(Records drawn from a dataset)

§ §

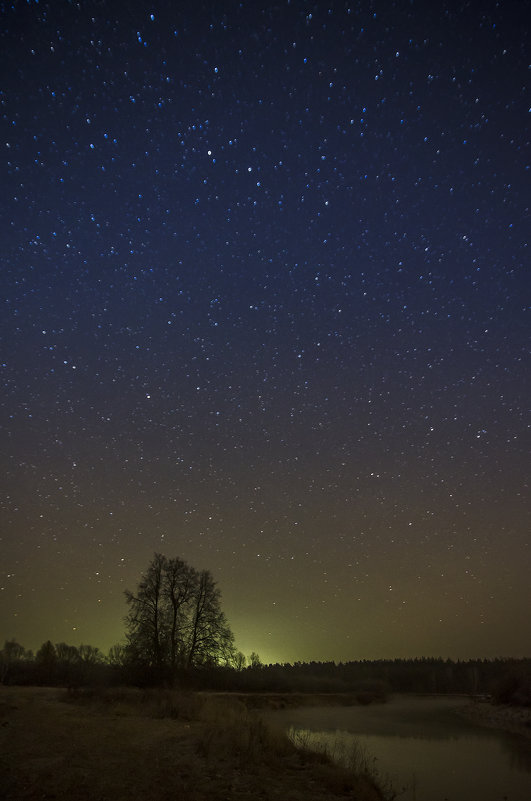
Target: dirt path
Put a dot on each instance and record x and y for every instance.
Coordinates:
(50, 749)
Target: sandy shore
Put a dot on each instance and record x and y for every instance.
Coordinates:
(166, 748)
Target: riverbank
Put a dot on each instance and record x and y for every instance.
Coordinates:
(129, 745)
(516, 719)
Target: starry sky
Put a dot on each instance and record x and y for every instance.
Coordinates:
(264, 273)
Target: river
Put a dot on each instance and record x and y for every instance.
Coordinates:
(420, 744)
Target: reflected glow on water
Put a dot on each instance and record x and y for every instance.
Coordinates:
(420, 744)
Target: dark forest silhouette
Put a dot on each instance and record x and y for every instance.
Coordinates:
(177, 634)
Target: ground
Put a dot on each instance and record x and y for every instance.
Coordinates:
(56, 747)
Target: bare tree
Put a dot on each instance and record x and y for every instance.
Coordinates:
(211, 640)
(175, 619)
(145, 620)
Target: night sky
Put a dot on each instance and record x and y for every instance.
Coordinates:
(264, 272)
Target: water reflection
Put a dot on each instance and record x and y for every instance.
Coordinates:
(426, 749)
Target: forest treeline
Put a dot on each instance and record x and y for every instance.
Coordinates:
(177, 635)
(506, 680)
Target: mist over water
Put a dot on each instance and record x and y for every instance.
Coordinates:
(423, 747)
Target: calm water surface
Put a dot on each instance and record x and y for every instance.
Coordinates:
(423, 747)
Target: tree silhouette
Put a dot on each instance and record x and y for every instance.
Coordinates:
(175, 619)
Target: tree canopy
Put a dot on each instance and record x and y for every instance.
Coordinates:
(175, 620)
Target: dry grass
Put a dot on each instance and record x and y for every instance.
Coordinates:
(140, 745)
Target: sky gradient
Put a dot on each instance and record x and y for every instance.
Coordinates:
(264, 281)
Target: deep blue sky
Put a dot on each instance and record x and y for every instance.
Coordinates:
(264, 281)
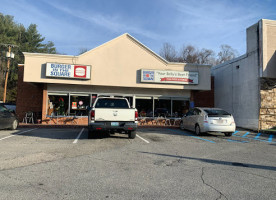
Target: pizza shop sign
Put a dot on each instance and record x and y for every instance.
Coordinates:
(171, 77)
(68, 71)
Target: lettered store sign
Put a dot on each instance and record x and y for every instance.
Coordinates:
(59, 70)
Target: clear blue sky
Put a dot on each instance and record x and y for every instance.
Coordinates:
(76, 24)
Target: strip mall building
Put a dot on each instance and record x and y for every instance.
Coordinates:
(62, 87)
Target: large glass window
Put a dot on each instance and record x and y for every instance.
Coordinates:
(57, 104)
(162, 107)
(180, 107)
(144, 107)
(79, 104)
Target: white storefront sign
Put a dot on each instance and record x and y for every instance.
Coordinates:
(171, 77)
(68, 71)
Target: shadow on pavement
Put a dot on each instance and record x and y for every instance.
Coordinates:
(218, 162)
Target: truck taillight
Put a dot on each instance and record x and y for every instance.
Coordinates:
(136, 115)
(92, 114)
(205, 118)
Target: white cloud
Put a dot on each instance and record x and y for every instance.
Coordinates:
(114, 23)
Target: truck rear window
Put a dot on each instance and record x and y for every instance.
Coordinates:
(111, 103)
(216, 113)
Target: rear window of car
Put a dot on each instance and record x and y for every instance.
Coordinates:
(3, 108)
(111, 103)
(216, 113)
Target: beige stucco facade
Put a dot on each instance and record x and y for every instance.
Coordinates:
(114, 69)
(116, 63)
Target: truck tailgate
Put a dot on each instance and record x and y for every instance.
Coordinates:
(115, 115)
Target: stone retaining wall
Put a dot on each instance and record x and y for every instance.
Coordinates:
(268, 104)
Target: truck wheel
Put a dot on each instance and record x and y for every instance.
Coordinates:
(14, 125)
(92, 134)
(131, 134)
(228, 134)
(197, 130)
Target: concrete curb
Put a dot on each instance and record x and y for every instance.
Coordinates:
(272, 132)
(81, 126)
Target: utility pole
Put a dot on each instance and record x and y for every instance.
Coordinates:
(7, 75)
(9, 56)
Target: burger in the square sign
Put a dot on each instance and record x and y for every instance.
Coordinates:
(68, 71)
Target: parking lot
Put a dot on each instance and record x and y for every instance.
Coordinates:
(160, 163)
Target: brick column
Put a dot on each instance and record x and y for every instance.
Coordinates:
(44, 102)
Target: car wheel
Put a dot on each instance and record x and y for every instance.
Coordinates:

§ §

● **PROMPT**: Exclude the images, then output the data above word for word.

● **WRITTEN SOLUTION**:
Target: dirt path
Put a dot on each instance and record x and y for every instance.
Coordinates:
(50, 749)
Target: sandy shore
Put a dot on each instance and record x and y for every instance.
Coordinates:
(166, 748)
Target: riverbank
Put a dot on each instance and record x and y for every instance.
Coordinates:
(129, 745)
(516, 719)
Target: starry sky
Put a dot on each instance and record x and y for every instance.
Coordinates:
(264, 273)
Target: river
Put a dot on each instance and record x and y for every instance.
Coordinates:
(420, 744)
Target: reflected glow on water
Put a dot on each instance and record x and y for every instance.
Coordinates:
(420, 744)
Target: dark forest silhouette
Put a dot on each instance and record x and y for every instance.
Coordinates:
(177, 634)
Target: ground
Put a dot on each instance and record x and y for every instance.
Coordinates:
(56, 747)
Target: bare tree
Put a dot on each instance and record x and y for every instance.
Coordinates:
(211, 640)
(175, 619)
(145, 620)
Target: night sky
Put a dot on each instance and record x and y for every instance.
Coordinates:
(264, 272)
Target: water reflection
Put a dot on each instance and record x and y for every instance.
Coordinates:
(426, 749)
Target: forest treeline
Put a dot on each instance and record x and y for every instance.
Coordinates:
(177, 635)
(506, 680)
Target: mist over water
Put a dot on each instance and record x and y for every instance.
Coordinates:
(423, 747)
Target: calm water surface
Put a dot on each instance and record x and y for every instance.
Coordinates:
(423, 747)
Target: tree silhouette
Put a dot on each instance and record x and y for every instance.
Coordinates:
(175, 619)
Target: tree canopy
Put a dot on each instance and record x and y for every instance.
Coordinates:
(175, 620)
Target: dry grass
Put a dot on each instance and record x and y for every instance.
Coordinates:
(140, 745)
Target: sky gradient
Put a dot on each instance and record x and y for every instance.
Coordinates:
(264, 281)
Target: deep blue sky
Put a dot on each instance and record x and y for every instance.
Coordinates:
(264, 281)
Target: pizza shop sign
Put a dot on each instance and record x and y for every instance.
Coordinates:
(171, 77)
(68, 71)
Target: lettered store sign
Put a dot on each instance and record x and y for every instance.
Coordinates:
(59, 70)
Target: clear blue sky
Put a dot on each instance and record x and y for every instance.
Coordinates:
(76, 24)
Target: strip mall building
Put a dot on each instance and record x and y for every instance.
Coordinates:
(62, 87)
Target: large glass window
Put a dot on each instance and record x and y for every instance.
Coordinates:
(57, 104)
(162, 107)
(180, 107)
(144, 107)
(79, 104)
Target: white storefront sign
Put a dot on each instance and record x and y for every instance.
Coordinates:
(171, 77)
(68, 71)
Target: shadow on pavement
Put a dot on each instance and record x and y for every instance.
Coordinates:
(218, 162)
Target: truck taillight
Put a dot on each instance and record x and y for every instance.
Coordinates:
(136, 115)
(92, 114)
(205, 118)
Target: white cloud
Put a dot on each instance and record x and y for every instance.
Coordinates:
(114, 23)
Target: truck rear window
Put a dot on each instance and record x and y for every instance.
Coordinates:
(111, 103)
(216, 113)
Target: rear window of car
Put a dot on each instance and record x and y for every instance.
Coordinates:
(3, 108)
(111, 103)
(216, 113)
Target: beige stucco facade
Put a dot on each instance and record x and y for every instance.
Coordinates:
(114, 69)
(116, 63)
Target: truck tailgate
Put a dot on each instance and record x and y for every instance.
Coordinates:
(115, 115)
Target: stone retaining wall
Put a dot on each instance and record x and y for every instance.
Coordinates:
(268, 104)
Target: truck wheel
Put a dot on each instance and record x and y for every instance.
Coordinates:
(14, 125)
(92, 134)
(131, 134)
(228, 134)
(197, 130)
Target: concrete curb
Put a dot on each instance and record x and y for every instance.
Coordinates:
(272, 132)
(81, 126)
Target: utility pole
Put a dot on each instance and record x and y for every instance.
Coordinates:
(7, 75)
(9, 56)
Target: burger in the square sign
Put a dot on each instance and record x and y for every instance.
Coordinates:
(68, 71)
Target: parking lot
Put a dot on each instance and record x and y for every instance.
Coordinates:
(160, 163)
Target: brick column
Put a dot on each instance and record x and y for every instance.
Coordinates:
(44, 102)
Target: car wheel
Put a dot on each instance and record x and y for every instance.
Coordinates:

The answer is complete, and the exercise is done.